_PASSAGE GIVEN:_
[START]
IIR analysis exemple

How to perform theoretical analysis of an IIR filter ? We present here on an example such an analysis.

We consider the following mean filter defined by the input-output equation: $$ s[t] = \frac{1}{2}s[t-1]+4e[t]+2e[t-1] $$ where $s[t]$ is the output and $e[t]$ the input.

Theoretical analysis

Basic analysis

The system is clearly linear (the output is simple linear combination of the input and the previous values of the output) and time-invariant (the linear combination is same for all $t$), so the input-output equation indeed corresponds to a filtering.

The system is causal as the output at time $t$ depends of the input and the output the time $t$ and before.
[END]
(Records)
[START]
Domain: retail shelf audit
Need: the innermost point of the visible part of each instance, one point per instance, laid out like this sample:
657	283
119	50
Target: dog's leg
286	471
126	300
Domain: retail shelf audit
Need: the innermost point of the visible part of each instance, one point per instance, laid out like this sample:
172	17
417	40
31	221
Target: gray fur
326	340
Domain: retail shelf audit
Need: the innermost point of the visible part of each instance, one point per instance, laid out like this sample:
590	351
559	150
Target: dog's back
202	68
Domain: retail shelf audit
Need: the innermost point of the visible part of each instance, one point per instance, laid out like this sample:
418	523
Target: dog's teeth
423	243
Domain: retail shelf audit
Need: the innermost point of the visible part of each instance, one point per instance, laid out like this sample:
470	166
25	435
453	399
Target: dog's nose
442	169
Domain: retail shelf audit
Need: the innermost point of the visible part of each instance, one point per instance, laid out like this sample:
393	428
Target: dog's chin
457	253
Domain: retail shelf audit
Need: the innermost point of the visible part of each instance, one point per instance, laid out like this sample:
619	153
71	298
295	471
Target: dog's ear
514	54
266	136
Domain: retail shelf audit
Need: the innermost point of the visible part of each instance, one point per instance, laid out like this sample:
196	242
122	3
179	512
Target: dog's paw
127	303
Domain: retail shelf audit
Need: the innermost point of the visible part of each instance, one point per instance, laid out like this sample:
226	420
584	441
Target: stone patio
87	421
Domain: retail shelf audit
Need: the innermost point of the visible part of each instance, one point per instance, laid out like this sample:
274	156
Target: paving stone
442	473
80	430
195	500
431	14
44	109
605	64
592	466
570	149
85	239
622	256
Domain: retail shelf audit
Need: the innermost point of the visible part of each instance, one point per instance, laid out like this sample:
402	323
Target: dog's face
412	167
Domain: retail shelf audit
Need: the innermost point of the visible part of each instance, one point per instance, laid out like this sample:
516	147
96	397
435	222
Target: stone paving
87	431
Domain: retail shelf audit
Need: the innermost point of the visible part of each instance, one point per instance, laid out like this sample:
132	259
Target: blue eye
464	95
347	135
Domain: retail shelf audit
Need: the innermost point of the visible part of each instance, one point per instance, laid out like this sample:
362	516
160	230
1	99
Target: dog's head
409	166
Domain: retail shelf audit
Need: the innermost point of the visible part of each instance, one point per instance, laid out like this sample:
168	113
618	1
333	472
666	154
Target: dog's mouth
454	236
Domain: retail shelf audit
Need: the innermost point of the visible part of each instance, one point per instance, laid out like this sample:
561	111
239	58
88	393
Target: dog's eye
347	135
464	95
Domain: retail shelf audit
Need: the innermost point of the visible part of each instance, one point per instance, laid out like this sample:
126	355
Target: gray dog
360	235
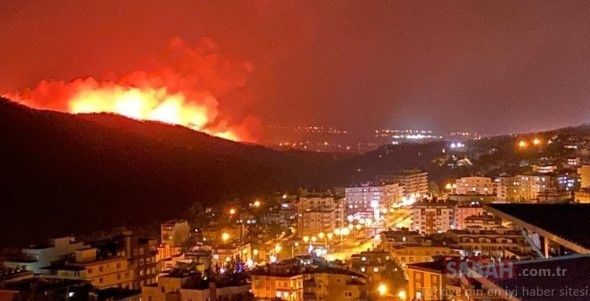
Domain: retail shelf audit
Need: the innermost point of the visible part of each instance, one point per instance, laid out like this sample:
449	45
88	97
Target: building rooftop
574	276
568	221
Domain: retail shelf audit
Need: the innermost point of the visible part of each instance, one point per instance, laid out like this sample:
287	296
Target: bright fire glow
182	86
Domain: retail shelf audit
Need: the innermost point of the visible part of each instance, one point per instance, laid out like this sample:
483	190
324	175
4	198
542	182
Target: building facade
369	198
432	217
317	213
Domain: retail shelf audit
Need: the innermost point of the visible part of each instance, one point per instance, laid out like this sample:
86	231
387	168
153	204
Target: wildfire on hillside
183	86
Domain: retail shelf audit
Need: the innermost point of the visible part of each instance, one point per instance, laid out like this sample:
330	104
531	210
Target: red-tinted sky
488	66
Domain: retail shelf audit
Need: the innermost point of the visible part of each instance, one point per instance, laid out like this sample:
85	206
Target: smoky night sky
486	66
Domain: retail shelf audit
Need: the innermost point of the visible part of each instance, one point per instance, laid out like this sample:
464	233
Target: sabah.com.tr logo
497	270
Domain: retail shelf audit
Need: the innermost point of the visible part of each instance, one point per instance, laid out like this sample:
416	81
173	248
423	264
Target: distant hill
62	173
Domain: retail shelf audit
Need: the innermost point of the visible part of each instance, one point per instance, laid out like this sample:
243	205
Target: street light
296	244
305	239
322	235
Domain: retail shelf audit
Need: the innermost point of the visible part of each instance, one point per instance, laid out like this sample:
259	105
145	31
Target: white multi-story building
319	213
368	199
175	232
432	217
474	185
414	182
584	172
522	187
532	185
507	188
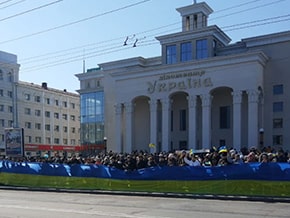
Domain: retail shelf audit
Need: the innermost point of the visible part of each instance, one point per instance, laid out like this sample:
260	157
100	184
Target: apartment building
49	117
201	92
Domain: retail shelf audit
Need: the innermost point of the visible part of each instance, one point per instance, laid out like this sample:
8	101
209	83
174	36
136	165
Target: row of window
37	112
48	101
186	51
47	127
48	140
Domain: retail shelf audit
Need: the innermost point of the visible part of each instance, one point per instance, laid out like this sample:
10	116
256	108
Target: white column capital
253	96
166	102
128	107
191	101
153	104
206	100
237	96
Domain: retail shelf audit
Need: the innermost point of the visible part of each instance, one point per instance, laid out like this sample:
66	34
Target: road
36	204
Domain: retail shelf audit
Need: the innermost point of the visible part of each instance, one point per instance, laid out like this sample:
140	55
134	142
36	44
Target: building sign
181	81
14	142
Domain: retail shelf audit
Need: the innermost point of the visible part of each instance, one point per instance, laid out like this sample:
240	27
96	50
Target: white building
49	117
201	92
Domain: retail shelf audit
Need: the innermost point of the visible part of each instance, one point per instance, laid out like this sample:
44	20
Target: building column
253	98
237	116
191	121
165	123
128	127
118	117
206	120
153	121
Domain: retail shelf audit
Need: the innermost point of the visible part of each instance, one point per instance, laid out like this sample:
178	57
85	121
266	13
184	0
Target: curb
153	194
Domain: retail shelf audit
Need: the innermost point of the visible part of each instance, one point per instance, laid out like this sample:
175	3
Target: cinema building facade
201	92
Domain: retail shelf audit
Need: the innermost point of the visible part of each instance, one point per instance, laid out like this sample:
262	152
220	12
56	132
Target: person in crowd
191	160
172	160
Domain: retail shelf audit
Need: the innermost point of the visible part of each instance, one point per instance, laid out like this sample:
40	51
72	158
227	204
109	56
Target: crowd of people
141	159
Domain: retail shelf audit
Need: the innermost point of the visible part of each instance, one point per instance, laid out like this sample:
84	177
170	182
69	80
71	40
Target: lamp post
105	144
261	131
[END]
[START]
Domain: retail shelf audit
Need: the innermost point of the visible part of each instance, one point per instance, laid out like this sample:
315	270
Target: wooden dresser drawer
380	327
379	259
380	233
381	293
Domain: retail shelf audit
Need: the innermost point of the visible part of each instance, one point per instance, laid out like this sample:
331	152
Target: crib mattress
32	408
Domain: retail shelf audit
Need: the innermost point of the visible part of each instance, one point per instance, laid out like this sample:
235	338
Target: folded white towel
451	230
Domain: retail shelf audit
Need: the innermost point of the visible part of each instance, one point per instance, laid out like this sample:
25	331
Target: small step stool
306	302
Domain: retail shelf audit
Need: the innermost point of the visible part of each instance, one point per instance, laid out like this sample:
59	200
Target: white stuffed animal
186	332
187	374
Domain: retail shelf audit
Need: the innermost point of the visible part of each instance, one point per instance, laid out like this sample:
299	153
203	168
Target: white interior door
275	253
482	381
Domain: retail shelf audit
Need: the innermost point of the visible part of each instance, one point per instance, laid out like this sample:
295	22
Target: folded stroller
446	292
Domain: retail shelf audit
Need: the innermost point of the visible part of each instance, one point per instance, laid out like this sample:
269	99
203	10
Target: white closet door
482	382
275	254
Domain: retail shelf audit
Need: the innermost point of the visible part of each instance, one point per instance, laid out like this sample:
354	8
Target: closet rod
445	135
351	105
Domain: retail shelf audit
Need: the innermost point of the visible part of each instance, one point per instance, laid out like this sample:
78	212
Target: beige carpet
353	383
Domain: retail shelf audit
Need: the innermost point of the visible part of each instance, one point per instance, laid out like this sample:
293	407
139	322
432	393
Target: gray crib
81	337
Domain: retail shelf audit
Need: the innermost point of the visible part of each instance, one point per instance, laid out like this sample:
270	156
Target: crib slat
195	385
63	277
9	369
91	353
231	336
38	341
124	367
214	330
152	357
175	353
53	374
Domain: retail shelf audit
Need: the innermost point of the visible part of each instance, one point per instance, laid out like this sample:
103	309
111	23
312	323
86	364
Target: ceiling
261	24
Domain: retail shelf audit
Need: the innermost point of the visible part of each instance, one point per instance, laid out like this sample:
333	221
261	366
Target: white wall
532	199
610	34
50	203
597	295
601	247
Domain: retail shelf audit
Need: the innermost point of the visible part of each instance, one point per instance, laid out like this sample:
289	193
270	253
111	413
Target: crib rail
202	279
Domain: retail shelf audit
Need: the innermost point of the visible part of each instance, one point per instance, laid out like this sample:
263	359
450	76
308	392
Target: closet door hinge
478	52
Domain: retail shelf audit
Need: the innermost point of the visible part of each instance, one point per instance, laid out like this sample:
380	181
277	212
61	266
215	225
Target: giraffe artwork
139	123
[END]
_AIM OF THE EXERCISE:_
In the IIR filter analysis, retype the part starting with "How to perform" and going on through "time $t$ and before.", keeping every character unchanged.

_RESPONSE TO THIS EXERCISE:_
How to perform theoretical analysis of an IIR filter ? We present here on an example such an analysis.

We consider the following mean filter defined by the input-output equation: $$ s[t] = \frac{1}{2}s[t-1]+4e[t]+2e[t-1] $$ where $s[t]$ is the output and $e[t]$ the input.

Theoretical analysis

Basic analysis

The system is clearly linear (the output is simple linear combination of the input and the previous values of the output) and time-invariant (the linear combination is same for all $t$), so the input-output equation indeed corresponds to a filtering.

The system is causal as the output at time $t$ depends of the input and the output the time $t$ and before.